* [Problem to solve]: Reproduce nothing but the lines from the one containing "Reviewer note: confirm that every instance of the ornate" to the end of the records below, each exactly as written.

* [Provided information]:
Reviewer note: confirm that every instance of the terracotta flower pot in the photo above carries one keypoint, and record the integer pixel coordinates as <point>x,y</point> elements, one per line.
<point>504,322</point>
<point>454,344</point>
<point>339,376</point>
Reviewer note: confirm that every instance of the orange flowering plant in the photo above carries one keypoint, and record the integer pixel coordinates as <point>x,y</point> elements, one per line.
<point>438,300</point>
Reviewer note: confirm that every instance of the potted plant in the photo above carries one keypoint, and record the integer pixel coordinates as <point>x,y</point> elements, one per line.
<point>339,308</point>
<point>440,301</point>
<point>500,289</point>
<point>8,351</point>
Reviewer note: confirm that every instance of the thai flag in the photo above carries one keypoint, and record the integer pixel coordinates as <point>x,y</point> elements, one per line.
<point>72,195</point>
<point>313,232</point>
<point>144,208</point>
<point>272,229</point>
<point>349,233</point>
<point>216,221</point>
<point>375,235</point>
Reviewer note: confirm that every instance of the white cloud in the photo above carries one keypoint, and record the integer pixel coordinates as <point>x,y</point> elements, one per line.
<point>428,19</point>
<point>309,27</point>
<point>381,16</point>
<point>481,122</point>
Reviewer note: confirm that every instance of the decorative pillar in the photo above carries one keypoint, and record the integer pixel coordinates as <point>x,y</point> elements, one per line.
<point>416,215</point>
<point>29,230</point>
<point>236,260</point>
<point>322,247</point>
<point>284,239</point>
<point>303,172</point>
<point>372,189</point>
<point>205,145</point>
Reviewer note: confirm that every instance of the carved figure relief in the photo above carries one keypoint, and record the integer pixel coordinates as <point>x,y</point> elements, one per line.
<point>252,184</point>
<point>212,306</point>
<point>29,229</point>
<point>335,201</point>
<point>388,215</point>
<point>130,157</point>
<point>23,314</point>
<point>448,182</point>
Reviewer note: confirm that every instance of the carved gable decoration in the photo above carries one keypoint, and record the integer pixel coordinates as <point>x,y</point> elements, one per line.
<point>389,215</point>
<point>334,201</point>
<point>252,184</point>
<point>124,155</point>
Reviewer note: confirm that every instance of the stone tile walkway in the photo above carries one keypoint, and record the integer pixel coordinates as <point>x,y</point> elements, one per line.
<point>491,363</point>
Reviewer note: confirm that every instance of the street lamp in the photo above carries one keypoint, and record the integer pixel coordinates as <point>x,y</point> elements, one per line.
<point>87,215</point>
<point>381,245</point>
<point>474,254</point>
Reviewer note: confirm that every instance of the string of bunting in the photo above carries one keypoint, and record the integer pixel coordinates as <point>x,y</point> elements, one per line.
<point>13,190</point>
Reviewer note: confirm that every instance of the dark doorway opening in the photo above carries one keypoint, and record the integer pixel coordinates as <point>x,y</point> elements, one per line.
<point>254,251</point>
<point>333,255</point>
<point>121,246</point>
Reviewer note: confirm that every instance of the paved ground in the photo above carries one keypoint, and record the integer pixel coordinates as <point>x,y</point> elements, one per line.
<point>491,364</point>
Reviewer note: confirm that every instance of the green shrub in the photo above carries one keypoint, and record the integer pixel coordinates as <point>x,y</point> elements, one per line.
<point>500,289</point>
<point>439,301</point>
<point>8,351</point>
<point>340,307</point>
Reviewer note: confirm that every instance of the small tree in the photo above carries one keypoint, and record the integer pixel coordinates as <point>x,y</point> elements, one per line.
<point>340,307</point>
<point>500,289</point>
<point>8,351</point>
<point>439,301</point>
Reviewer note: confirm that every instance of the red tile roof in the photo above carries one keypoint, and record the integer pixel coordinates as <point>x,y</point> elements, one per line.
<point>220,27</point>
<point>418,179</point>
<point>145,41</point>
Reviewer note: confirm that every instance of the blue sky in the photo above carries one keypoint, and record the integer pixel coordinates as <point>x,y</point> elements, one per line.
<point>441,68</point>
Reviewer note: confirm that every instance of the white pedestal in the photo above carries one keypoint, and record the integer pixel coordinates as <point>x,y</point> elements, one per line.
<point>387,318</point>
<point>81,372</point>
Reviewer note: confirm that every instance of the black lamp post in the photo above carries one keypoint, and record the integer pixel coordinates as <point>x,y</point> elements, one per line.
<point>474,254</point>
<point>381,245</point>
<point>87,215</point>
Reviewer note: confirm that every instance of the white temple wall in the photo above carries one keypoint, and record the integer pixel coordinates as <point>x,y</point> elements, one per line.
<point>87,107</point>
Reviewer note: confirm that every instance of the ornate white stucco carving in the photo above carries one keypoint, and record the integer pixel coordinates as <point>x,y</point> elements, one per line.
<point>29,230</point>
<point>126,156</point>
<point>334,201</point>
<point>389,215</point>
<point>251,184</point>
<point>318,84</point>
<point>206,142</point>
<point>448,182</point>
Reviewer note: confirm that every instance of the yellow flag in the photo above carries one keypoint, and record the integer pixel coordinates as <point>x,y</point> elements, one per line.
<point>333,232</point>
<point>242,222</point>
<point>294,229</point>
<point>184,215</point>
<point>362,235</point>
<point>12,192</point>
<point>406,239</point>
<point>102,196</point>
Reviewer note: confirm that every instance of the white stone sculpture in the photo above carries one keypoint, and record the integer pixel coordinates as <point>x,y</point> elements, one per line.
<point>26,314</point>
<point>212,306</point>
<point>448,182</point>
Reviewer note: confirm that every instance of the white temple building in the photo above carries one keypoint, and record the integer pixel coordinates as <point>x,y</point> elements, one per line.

* [Response area]:
Reviewer note: confirm that every instance of the ornate white stucco carving in the photo above carries one keypoint, and record the integer pixel coordinates as <point>x,y</point> elements, one per line.
<point>29,230</point>
<point>126,156</point>
<point>334,201</point>
<point>389,215</point>
<point>251,184</point>
<point>318,84</point>
<point>206,142</point>
<point>448,182</point>
Reviewer note: confirm that every instance of the yellow flag in the photo above carries one keypoint, and record the integer pixel coordinates as <point>x,y</point> elements, one per line.
<point>333,232</point>
<point>242,222</point>
<point>294,229</point>
<point>184,215</point>
<point>362,235</point>
<point>12,192</point>
<point>406,239</point>
<point>102,196</point>
Reviewer note: confirm that every instance of the white stone sculpture in the photo above carries one keypoint, and record the integer pixel coordinates as <point>x,y</point> elements, one per line.
<point>26,314</point>
<point>212,306</point>
<point>448,182</point>
Reviewer note: confirm that every instance of the white temple building in the photo above carries one keypoint, and record the integer pixel coordinates as <point>x,y</point> elements, one per line.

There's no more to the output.